The study shows that the chemical components are lethal solely to the malaria parasite, not to the mosquitoes themselves. They directly target the parasite’s mitochondria, destroying it on a cellular level even if the mosquito survives contact with the net.
Essentially, these chemical compounds disinfect the mosquitoes, preventing them from transmitting the malaria parasite and reducing the emergence of resistance to existing insecticides or the compounds.
The team’s research and findings are published in the journal Nature.
Alternative Solutions:
Traditionally, as soon as a person has been infected with malaria, they have to start taking antimalarial medication to kill the type of plasmodium parasite in their body and clear the infection.
Common medications prescribed include:
Doxycycline
Artemisinin (artemether and artesunate)

### Source information
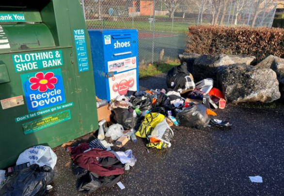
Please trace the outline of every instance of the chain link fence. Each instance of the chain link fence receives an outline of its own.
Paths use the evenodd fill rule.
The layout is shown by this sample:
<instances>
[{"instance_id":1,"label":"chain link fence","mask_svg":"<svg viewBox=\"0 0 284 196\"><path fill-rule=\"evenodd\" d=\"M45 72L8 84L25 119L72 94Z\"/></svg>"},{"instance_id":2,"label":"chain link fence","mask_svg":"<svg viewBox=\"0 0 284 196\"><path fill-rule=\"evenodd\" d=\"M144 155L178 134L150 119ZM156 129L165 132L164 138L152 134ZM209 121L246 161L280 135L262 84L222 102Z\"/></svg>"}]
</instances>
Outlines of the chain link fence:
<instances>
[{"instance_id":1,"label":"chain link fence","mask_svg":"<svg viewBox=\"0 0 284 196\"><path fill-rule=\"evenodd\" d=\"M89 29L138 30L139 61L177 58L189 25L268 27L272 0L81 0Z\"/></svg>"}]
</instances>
==
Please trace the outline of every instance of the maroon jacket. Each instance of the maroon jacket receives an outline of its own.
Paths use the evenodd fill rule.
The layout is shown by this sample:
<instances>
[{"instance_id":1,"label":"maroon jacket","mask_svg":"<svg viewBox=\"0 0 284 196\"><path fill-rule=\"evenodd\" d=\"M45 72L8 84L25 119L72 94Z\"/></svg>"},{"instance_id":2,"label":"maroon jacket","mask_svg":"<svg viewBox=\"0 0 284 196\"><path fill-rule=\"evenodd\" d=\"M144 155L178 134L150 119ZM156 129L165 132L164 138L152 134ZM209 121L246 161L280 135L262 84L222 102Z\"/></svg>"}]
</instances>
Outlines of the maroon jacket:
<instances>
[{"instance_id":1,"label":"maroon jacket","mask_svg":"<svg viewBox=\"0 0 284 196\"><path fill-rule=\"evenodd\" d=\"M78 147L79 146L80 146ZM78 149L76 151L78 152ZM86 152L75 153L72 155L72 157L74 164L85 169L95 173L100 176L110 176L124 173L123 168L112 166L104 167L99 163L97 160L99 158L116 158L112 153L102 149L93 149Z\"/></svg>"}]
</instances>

### Work to be completed
Pick up the passage on malaria prevention and treatment after its final line and write what follows. The data has nothing to do with the malaria passage.

### Reply to the exercise
Chloroquine
Atovaquone
Mefloquine
While these drugs are proven to work, they are not classified as cures. Patients would still be able to contract malaria multiple times if bitten by an infected mosquito.
Social Impact of Malaria
Insecticides are not as effective as they were in their first years of inception. In African regions, the rate at which mosquitoes survive being exposed to drugs, such as artemisinin, has increased from 1% in 2005 to 16% in 2015.
Before these recent findings, the malaria parasite was resistant to the drug chloroquine in East Africa in the 1970s; the following decade, malaria deaths on the continent of Africa grew from 493,000 to 1.6 million by 2004.
Since mosquitoes keep adapting and resisting antimalarial drugs, researchers have decided to focus their efforts on eliminating the source of the disease: the malaria parasite within mosquitoes.
“Mosquitoes should be given malaria drugs to clear their infection so they can no longer spread the disease,” say Harvard researchers.
Before this discovery, previous anti-malaria solutions had demonstrated their effectiveness.
Anti-mosquito objects
Bed nets and window screens are the most successful form of prevention used so far, as mosquitoes are mostly active at night when nets are draped over beds and windows are closed. They are treated with insecticides aimed at killing or repelling mosquitoes.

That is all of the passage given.